- [Text to read]:
UNITED STATES BANKRUPTCY COURT

EASTERN DISTRICT OF KENTUCKY

LEXINGTON DIVISION





IN RE:



WALLACE G. WILKINSON CASE NO. 01-50281

Chapter 11

DEBTOR



MEMORANDUM OPINION



This matter is before the court to resolve the question of whether the claim of creditor Finis.com, formerly eCampus.com, Inc., should be allowed and if so, in what amount. The Chapter 7 trustee for Finis.com, J. James Rogan ("Rogan"), was appointed on December 12, 2001. Finis.com's predecessor, eCampus.com, Inc. had been in a Chapter 11 case that was filed on June 8, 2001. The trustee herein, Charles J. Lisle ("Lisle"), filed an omnibus objection to certain claims on April 18, 2003. Among the claims objected to were those characterized as "no liability," and "unliquidated." The claim of eCampus.com was included in both these characterizations. Rogan responded to the omnibus objection on May 19, 2003, and again on June 19, 2003. Lisle and Rogan filed memoranda in support of their respective positions on July 21 and July 29, 2003. The matter was heard on August 14, 2003, and submitted for decision on August 18, 2003.

Pertinent facts, including those provided by the parties in their joint stipulations, are as follows:

Lisle was appointed pursuant to the Findings of Fact, Conclusions of Law and Order Confirming Liquidating Plan of Reorganization Proposed by the Official Committee of Unsecured Creditors (the "Confirmation Order") entered in this case on December 14, 2001 (Jt. Stip. #2). By virtue of the Confirmation Order all assets of the debtor's estate have been vested in the trustee (Jt. Stip. #3). Under the terms of the Confirmation Order this court fixed November 13, 2001 as the bar date for filing proofs of claim (Jt. Stip. #4).

- [Dataset records]:

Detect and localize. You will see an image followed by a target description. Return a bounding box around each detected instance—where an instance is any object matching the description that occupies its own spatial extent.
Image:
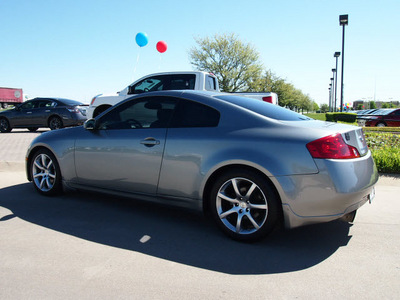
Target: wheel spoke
[231,178,242,198]
[219,207,237,219]
[247,214,260,230]
[249,203,268,210]
[246,183,257,199]
[236,214,243,233]
[218,192,239,204]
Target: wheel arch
[202,163,283,221]
[92,104,112,118]
[25,145,58,181]
[46,114,62,127]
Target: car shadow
[0,183,351,274]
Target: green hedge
[325,113,357,123]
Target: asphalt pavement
[0,130,400,299]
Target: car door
[75,97,178,195]
[12,100,38,127]
[384,109,400,127]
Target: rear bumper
[275,151,378,228]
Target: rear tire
[0,118,12,133]
[208,169,281,242]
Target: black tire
[208,169,281,242]
[49,117,64,130]
[29,148,62,196]
[0,118,12,133]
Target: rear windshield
[215,95,312,121]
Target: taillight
[307,133,360,159]
[263,96,272,103]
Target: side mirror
[83,119,96,130]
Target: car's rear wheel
[209,170,280,241]
[0,118,12,132]
[30,149,62,196]
[49,117,64,130]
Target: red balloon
[156,41,168,53]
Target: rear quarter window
[215,95,312,121]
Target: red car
[362,108,400,127]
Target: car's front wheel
[0,118,12,132]
[30,149,62,196]
[49,117,64,130]
[209,170,280,241]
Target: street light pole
[339,15,349,112]
[333,52,340,111]
[331,69,337,112]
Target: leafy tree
[312,101,319,111]
[189,34,263,92]
[321,104,329,113]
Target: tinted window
[206,76,217,91]
[171,99,220,128]
[57,99,84,106]
[98,97,178,129]
[128,74,196,94]
[215,95,312,121]
[20,101,37,109]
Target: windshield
[58,99,84,106]
[215,95,312,121]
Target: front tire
[209,170,280,242]
[0,118,12,133]
[30,149,62,196]
[49,117,64,130]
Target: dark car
[357,108,400,127]
[0,98,87,132]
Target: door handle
[140,137,160,147]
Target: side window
[36,100,53,108]
[128,76,163,94]
[98,97,178,130]
[128,74,196,95]
[206,76,217,91]
[20,101,35,109]
[170,100,220,128]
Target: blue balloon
[136,32,149,47]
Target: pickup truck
[87,71,278,119]
[0,87,23,108]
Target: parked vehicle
[0,87,23,108]
[357,108,400,127]
[26,91,378,241]
[88,72,278,119]
[0,98,87,132]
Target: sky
[0,0,400,104]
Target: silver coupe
[26,91,378,241]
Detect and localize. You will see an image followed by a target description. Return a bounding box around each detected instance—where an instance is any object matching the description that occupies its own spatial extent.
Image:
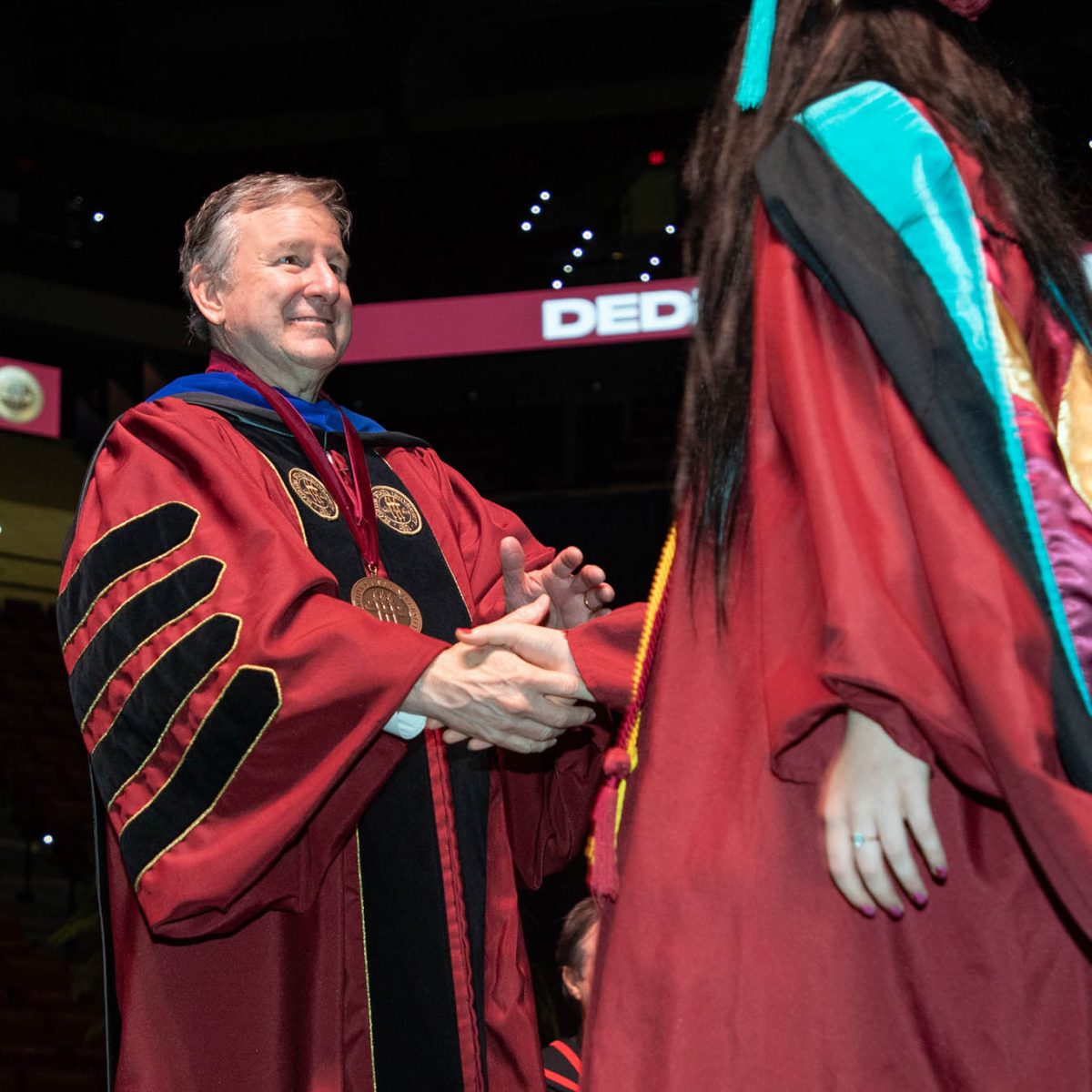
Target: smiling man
[58,175,613,1092]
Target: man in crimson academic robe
[58,175,613,1092]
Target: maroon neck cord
[208,350,382,577]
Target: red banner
[343,278,697,364]
[0,356,61,439]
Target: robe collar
[147,349,384,432]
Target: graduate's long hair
[675,0,1092,582]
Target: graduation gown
[58,378,600,1092]
[570,84,1092,1092]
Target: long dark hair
[675,0,1092,581]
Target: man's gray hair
[178,171,353,343]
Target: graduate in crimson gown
[459,0,1092,1092]
[56,175,613,1092]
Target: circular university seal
[349,577,424,633]
[0,364,46,425]
[371,485,425,535]
[288,466,338,520]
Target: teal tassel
[736,0,777,110]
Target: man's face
[215,195,353,389]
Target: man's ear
[190,262,224,327]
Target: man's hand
[500,536,615,629]
[821,710,948,918]
[402,596,595,754]
[443,599,593,750]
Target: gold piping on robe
[994,294,1092,509]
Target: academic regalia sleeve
[569,602,645,711]
[746,207,1092,933]
[386,449,615,888]
[58,399,446,937]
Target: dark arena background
[0,0,1092,1092]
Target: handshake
[402,539,615,754]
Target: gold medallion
[288,466,338,520]
[371,485,425,535]
[349,577,424,633]
[0,364,46,425]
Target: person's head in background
[557,899,600,1020]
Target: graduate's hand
[443,601,592,750]
[500,536,615,629]
[402,597,595,754]
[821,710,948,918]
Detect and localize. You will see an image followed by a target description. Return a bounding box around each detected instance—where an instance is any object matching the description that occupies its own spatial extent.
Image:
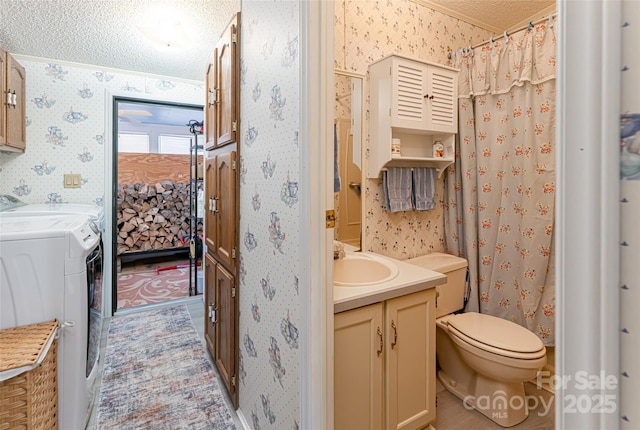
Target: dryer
[0,198,105,232]
[0,214,100,429]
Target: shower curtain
[445,22,556,346]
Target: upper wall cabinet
[0,48,27,152]
[204,61,217,150]
[368,55,458,178]
[205,14,240,150]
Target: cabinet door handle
[391,320,398,349]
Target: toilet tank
[405,252,467,318]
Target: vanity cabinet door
[385,288,436,430]
[333,303,384,430]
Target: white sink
[333,252,398,287]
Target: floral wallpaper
[239,1,304,430]
[0,56,204,205]
[616,0,640,430]
[335,0,491,260]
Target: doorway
[112,97,204,313]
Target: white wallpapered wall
[335,0,490,260]
[0,57,205,205]
[238,1,305,430]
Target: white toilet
[406,253,547,427]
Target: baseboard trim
[236,409,251,430]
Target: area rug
[96,305,236,430]
[118,267,196,309]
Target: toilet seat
[447,312,546,360]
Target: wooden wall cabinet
[205,14,240,150]
[205,254,238,407]
[0,48,27,152]
[334,288,436,430]
[204,13,240,408]
[205,151,239,270]
[368,55,458,178]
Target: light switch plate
[64,173,82,188]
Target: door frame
[299,0,335,430]
[102,90,204,317]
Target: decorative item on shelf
[391,138,401,157]
[433,140,444,158]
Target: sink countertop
[333,252,447,314]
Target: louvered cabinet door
[391,59,428,130]
[425,67,458,133]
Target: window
[158,135,191,154]
[118,133,149,153]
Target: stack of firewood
[117,181,202,255]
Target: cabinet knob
[391,320,398,349]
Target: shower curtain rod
[449,12,558,59]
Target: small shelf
[380,157,454,177]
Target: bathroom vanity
[334,252,447,430]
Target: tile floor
[433,382,555,430]
[87,296,243,430]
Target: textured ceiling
[0,0,555,81]
[0,0,240,81]
[416,0,556,34]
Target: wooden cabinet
[204,254,217,352]
[204,61,217,150]
[205,151,239,270]
[368,55,458,178]
[0,49,27,152]
[204,13,240,407]
[205,254,238,407]
[205,14,240,150]
[334,288,436,430]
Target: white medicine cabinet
[368,55,458,178]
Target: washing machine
[0,214,101,429]
[0,194,105,233]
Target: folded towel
[382,167,412,212]
[333,124,342,193]
[413,167,438,211]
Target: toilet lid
[449,312,544,353]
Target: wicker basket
[0,321,58,430]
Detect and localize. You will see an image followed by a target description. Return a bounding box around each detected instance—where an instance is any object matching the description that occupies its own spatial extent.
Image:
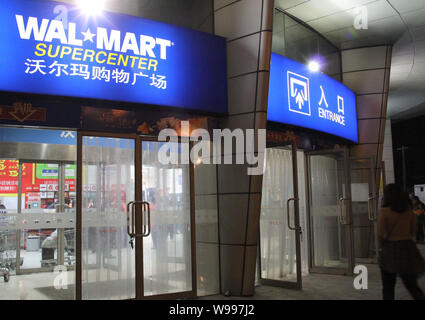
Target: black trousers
[381,269,425,300]
[416,221,424,241]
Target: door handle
[286,198,300,231]
[339,197,348,225]
[127,201,135,238]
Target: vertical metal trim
[189,141,198,297]
[288,141,302,289]
[75,131,83,300]
[304,153,314,272]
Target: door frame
[304,147,355,276]
[258,141,302,290]
[350,155,380,263]
[75,130,197,300]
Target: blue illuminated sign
[0,0,227,113]
[267,53,358,142]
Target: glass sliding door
[81,136,137,299]
[141,141,194,296]
[350,157,378,263]
[306,149,354,274]
[259,144,302,289]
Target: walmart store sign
[267,53,358,142]
[0,0,227,113]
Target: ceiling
[275,0,425,120]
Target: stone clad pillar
[341,46,392,185]
[214,0,274,296]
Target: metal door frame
[75,130,197,300]
[304,148,355,276]
[350,155,379,263]
[258,141,302,290]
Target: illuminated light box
[267,53,358,143]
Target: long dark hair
[382,183,410,213]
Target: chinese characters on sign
[0,0,227,113]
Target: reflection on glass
[142,142,192,296]
[82,137,135,299]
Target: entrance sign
[0,0,227,113]
[267,53,358,142]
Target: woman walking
[378,184,425,300]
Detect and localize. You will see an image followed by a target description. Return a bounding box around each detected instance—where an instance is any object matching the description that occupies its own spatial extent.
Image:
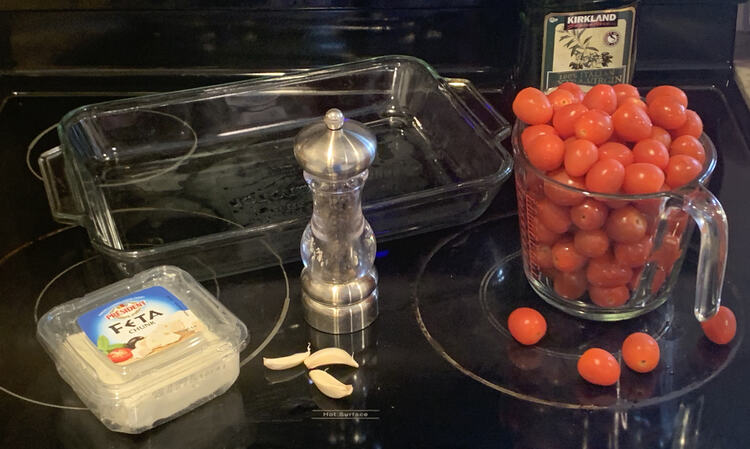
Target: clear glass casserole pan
[39,56,512,278]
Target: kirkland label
[77,286,200,364]
[541,7,635,92]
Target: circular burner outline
[412,212,744,411]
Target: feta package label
[77,286,201,364]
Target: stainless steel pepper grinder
[294,109,378,334]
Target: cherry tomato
[563,139,599,176]
[557,81,584,103]
[536,199,570,234]
[573,109,614,145]
[646,86,687,107]
[664,154,703,188]
[701,306,737,345]
[552,240,586,273]
[589,285,630,307]
[612,104,653,142]
[622,332,659,373]
[633,138,669,168]
[583,84,617,114]
[525,134,565,171]
[599,142,633,167]
[552,271,588,300]
[552,103,589,138]
[521,125,557,148]
[573,229,609,257]
[570,198,609,231]
[606,206,648,243]
[622,162,664,195]
[612,84,641,106]
[577,348,620,387]
[650,126,672,148]
[544,168,586,206]
[547,89,579,111]
[529,220,560,245]
[585,159,625,193]
[513,87,553,125]
[508,307,547,346]
[672,109,703,139]
[669,134,706,165]
[614,237,652,268]
[648,95,687,130]
[586,254,633,287]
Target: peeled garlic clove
[305,348,359,369]
[309,369,354,399]
[263,346,310,370]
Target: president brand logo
[105,301,146,320]
[565,13,617,30]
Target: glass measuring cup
[511,121,728,321]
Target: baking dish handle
[443,78,511,142]
[39,146,83,224]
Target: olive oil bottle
[517,0,637,92]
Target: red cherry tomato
[612,104,653,142]
[552,271,588,301]
[557,81,584,103]
[648,95,687,130]
[585,159,625,193]
[536,198,570,234]
[563,139,599,176]
[573,109,614,145]
[622,162,664,195]
[573,229,609,257]
[589,285,630,307]
[513,87,553,125]
[586,254,633,287]
[606,206,648,243]
[651,126,672,148]
[664,154,703,188]
[633,138,669,170]
[669,134,706,165]
[701,306,737,345]
[614,237,653,268]
[552,240,586,273]
[672,109,703,139]
[508,307,547,346]
[599,142,633,167]
[552,103,589,138]
[622,332,660,373]
[570,198,609,231]
[547,89,578,111]
[646,86,687,107]
[577,348,620,387]
[612,84,641,106]
[544,168,586,206]
[521,125,557,148]
[583,84,617,114]
[524,134,565,171]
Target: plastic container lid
[37,266,248,433]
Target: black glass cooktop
[0,79,750,449]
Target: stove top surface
[0,81,750,448]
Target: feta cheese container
[37,266,248,433]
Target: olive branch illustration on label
[560,29,612,70]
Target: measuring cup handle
[683,184,729,321]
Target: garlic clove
[263,345,310,370]
[309,369,354,399]
[305,348,359,369]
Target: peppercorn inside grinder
[294,109,378,334]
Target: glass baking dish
[39,56,512,278]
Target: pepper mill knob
[294,109,378,334]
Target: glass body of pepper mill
[294,109,378,334]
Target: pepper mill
[294,109,378,334]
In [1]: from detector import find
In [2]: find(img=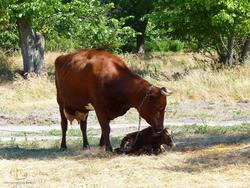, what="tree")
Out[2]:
[0,0,133,74]
[1,0,56,74]
[102,0,157,54]
[155,0,250,67]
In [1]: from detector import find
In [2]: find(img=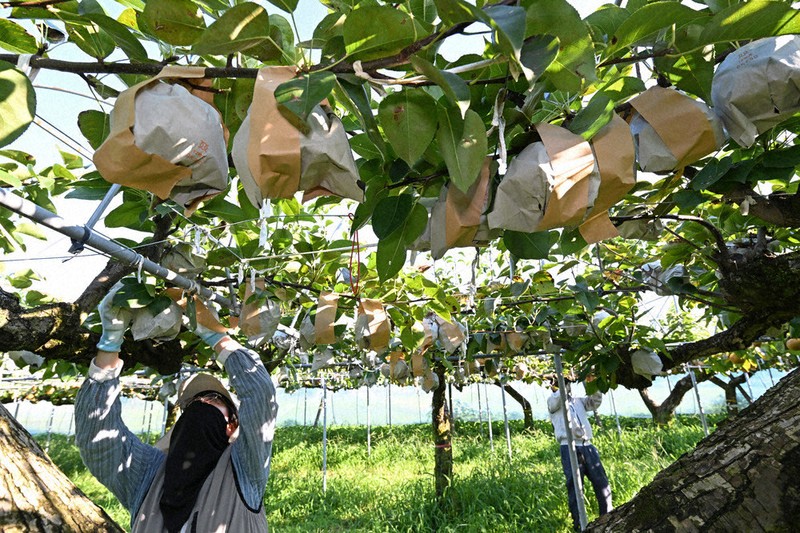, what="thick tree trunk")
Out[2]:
[588,370,800,532]
[431,363,453,501]
[0,405,123,532]
[495,382,533,429]
[639,372,714,426]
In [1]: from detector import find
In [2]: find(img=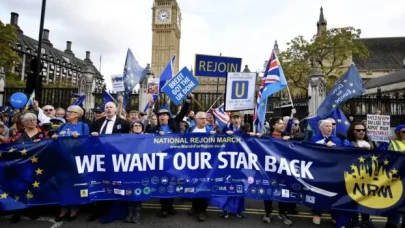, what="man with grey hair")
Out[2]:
[188,112,215,222]
[87,102,130,222]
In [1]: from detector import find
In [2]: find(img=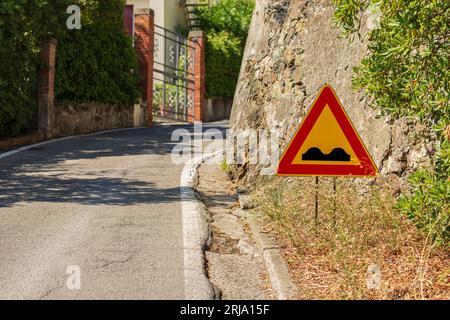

- [Problems]:
(1) In the bankruptcy court opinion, what date did the court set as the bar date for filing proofs of claim?
(2) Go on with the bankruptcy court opinion on the Finis.com claim, picking up after its last sentence.

- [Outputs in order]:
(1) November 13, 2001

(2)
No debt to eCampus.com appeared on any schedules filed by the debtor. Finis.com filed Claim No. 86 in the amount of $87,562,604.54 on October 4, 2001. The claim was broken down into various parts: $47,076,999.30 for an "undocumented" capital contribution for the original subscription of May 1, 1999 for 4,409.836 shares of eCampus.com stock (1); $20,000,000 on a May 18, 1999 note by Wallace's Bookstores, Inc. ("WBI"); $12,542,857 for advances by eCampus.com to WBI as of December 8, 1999; $163,577.53 for invoices due eCampus.com by WBI; and $7,779,170.71 for damages to eCampus.com (Jt. Stip. #5). The records of eCampus.com, Inc., now Finis.com, show the amount due it from WBI on the $20,000,000 note to be $11,794,815.72 (Jt. Stip. #31). No guaranty agreement signed by the debtor was attached to Claim No. 86, and the debt set out there was never personally guaranteed by the debtor. Rogan agrees that the debtor did not sign any documents to obligate himself personally on the various elements of the claim (Jt. Stip. #7).

Finis.com filed a substantially identical proof of claim (Claim No. 2975) in the Wallace's Bookstores, Inc. bankruptcy, Case No. 01-50545, on July 9, 2001 ("the WBI claim") (Jt. Stip. #6). On March 18, 2002, WBI filed its Debtors' Omnibus Objection No. 2 to certain claims ("the WBI objection"). The WBI objection objected to eCampus.com's claim on the basis that WBI's "review of the Reduce Unsecured Claims indicates that the amounts actually owed to the Reduce Unsecured Claims claimants is less than that claimed." On July 1, 2002, the court entered an order reducing Finis.com's claim to $7,667,144 (Jt. Stip. #19).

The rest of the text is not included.